> TASK DETAILS
Reproduce exactly the lines below from the one containing "Query: tree bark" through the one containing "Identify the tree branch", including both, and nothing else.

THE RECORDS below:

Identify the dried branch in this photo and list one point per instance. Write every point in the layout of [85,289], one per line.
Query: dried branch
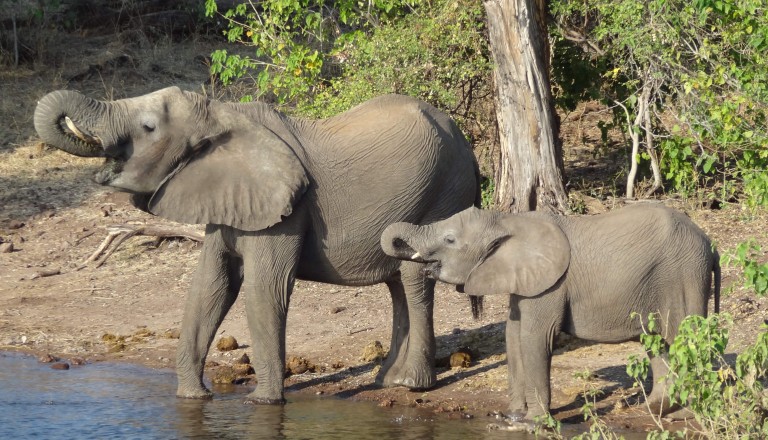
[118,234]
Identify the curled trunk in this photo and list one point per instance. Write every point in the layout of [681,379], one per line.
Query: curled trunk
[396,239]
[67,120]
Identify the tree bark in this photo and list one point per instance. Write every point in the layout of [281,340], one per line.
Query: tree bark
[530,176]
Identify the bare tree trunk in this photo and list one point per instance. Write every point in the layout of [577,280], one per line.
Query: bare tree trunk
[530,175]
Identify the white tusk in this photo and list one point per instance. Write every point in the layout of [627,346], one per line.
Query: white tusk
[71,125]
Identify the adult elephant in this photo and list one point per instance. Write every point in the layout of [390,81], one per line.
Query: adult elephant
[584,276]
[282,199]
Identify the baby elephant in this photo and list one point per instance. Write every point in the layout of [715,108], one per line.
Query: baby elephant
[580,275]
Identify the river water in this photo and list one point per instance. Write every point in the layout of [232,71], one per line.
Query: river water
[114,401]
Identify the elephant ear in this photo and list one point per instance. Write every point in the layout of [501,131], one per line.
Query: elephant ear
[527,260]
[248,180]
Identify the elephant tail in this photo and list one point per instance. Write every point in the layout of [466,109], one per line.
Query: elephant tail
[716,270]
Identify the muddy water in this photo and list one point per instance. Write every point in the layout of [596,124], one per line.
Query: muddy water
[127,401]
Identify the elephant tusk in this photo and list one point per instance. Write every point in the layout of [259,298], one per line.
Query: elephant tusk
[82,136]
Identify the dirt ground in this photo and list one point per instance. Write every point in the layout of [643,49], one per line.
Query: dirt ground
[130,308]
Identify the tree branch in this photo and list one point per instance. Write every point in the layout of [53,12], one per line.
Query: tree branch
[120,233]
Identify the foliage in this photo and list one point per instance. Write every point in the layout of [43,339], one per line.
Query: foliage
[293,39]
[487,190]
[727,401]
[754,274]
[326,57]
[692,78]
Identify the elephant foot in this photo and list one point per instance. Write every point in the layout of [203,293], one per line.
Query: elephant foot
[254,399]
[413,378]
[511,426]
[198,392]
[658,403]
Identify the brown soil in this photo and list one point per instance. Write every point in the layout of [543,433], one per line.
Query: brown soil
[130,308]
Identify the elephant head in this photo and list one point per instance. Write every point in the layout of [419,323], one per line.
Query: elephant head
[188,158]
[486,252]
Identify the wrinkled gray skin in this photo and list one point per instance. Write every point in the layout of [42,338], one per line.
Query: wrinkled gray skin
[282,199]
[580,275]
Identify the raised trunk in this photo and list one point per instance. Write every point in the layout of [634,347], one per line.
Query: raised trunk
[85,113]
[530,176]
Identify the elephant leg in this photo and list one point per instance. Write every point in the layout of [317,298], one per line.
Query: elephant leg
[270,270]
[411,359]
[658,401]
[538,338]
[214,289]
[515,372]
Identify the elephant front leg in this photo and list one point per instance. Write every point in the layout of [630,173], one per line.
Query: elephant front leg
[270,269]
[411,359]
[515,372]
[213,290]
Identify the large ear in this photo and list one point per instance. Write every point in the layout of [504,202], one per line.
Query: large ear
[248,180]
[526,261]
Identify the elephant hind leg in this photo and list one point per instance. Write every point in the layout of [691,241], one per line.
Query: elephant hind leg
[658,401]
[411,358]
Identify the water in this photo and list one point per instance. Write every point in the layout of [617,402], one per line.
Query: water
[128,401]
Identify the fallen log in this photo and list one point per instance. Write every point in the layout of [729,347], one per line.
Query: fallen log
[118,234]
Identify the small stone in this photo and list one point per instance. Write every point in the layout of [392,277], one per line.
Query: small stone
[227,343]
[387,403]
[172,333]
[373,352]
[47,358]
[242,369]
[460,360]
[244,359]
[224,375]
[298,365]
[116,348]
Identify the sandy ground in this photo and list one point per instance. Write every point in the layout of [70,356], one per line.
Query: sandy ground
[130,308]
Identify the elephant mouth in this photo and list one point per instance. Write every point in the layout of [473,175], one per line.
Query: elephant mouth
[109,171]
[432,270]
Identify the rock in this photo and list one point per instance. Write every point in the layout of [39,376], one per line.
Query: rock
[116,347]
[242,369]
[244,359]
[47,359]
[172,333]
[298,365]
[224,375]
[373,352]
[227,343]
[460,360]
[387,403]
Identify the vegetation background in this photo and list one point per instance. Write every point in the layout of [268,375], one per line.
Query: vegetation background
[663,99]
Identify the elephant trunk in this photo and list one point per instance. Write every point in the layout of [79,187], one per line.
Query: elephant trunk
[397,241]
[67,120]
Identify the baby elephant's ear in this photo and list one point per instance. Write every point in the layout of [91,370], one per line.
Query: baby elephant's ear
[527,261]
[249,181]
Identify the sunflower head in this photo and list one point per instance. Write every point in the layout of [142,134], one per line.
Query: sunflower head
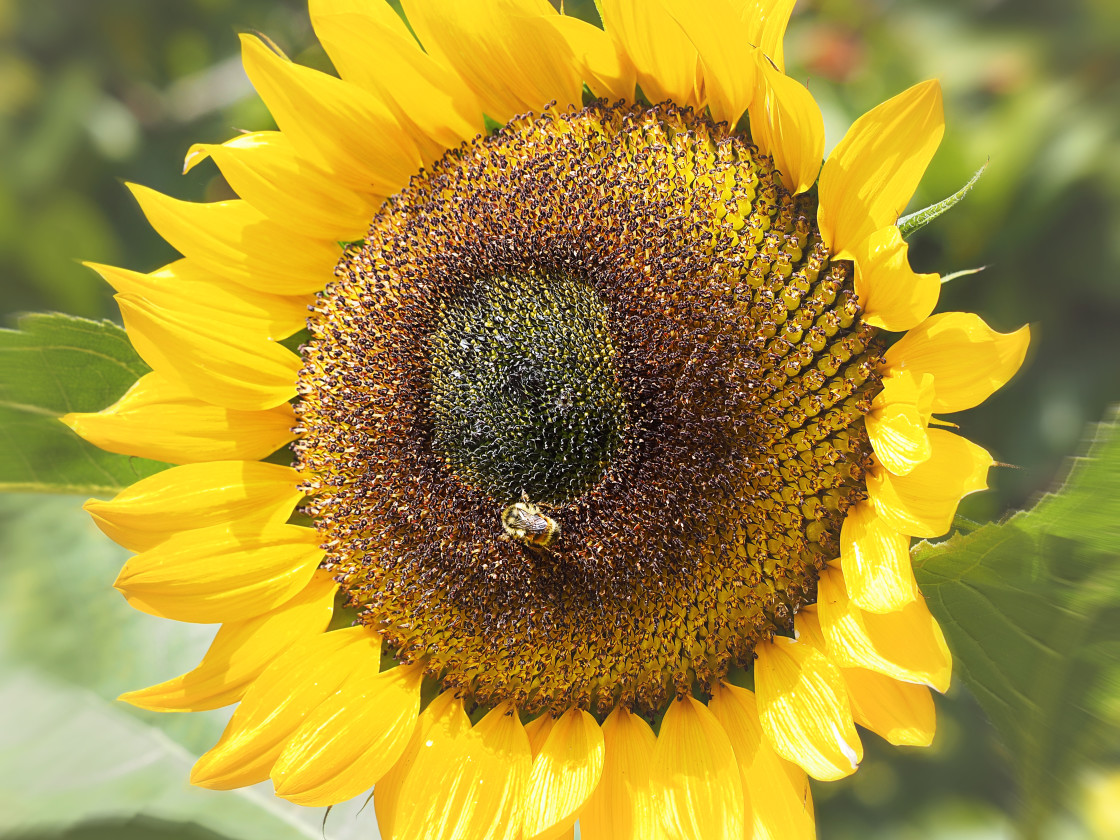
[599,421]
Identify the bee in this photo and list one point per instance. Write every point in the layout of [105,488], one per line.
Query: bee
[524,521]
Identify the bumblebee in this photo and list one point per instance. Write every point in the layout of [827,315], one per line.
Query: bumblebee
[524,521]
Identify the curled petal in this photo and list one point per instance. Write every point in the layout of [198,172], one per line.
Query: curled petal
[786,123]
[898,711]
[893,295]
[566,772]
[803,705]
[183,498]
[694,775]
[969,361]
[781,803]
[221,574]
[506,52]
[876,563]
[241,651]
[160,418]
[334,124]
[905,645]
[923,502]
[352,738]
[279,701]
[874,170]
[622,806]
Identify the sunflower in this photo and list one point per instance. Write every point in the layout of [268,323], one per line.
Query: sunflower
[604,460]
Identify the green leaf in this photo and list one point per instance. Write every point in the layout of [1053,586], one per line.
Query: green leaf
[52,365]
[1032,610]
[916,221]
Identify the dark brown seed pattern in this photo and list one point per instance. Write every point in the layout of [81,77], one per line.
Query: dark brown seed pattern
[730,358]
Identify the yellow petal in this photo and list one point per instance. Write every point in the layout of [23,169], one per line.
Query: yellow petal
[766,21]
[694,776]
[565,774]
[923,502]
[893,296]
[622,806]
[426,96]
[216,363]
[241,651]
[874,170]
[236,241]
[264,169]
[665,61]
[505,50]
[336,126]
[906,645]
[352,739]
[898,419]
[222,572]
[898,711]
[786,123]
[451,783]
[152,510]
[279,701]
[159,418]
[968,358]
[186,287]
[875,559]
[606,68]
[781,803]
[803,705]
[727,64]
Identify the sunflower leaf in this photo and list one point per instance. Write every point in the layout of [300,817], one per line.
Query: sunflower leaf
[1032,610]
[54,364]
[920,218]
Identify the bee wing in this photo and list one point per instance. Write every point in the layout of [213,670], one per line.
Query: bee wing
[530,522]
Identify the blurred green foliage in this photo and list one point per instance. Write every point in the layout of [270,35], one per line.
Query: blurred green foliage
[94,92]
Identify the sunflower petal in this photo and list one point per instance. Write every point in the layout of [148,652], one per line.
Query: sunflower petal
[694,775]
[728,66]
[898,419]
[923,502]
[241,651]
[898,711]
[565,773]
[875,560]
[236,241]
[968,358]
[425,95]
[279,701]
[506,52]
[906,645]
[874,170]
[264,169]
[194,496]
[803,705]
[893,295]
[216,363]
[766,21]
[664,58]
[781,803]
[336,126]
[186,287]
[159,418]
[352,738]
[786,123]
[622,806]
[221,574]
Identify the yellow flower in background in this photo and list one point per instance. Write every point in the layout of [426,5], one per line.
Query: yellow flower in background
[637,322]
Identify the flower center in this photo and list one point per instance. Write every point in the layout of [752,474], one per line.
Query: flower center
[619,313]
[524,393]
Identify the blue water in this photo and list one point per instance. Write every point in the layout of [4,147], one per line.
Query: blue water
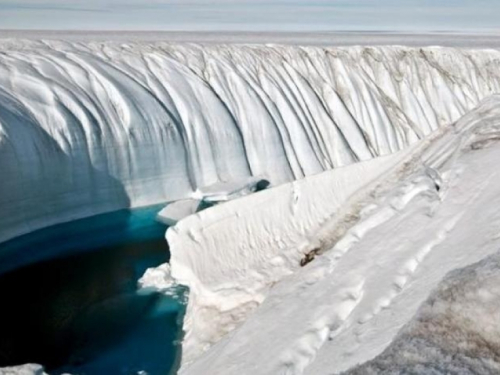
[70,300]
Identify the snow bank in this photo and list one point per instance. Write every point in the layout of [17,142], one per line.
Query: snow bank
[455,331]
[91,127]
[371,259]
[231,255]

End of THE RECORDS.

> OUTPUT OF THE TASK
Query: tree bark
[530,176]
Identify the bare tree trunk in this photo and list one point per instance. Write every point in the layout of [577,280], one per line.
Query: bare tree trunk
[530,175]
Identify the white tusk in this photo and list one point per instance. Write every point in the layout of [627,346], one per line.
Query: white tusk
[71,125]
Identify the adult elephant in this photo and list one point per instance. Write every point in the layout of [390,81], one per line.
Query: adult elephant
[584,276]
[282,199]
Identify the baby elephant in this photo and list one point per instance. Write every point in the layout of [715,108], one per line.
Query: baby elephant
[580,275]
Identify the river water in this photo and list one point per instance. Write every point in the layout of [232,71], one per line.
Query: river water
[114,401]
Identify the elephant ear in this photo and list one point per instance. Write every point in the layout of [501,131], one per line.
Query: elephant ear
[527,260]
[248,180]
Identify the elephant tail in this photo and list one point per instance. Write every point in the layout of [466,109], one per line.
Query: elephant tail
[716,270]
Identify the muddy water in this photo and list one point per instance. Write every point in the layout of [596,124], one per line.
Query: muddy water
[127,401]
Identify the elephant tusk in this photo and list one point per instance. Write every point in the layout of [259,298], one per line.
Query: elephant tusk
[82,136]
Identify the dirt ground in this photo and list one point per instance. Write every point in the layout of [643,49], one per line.
Query: dirt ground
[130,308]
Identify the tree branch in this photo and list one point per instance. Write every point in the layout of [53,12], one per line.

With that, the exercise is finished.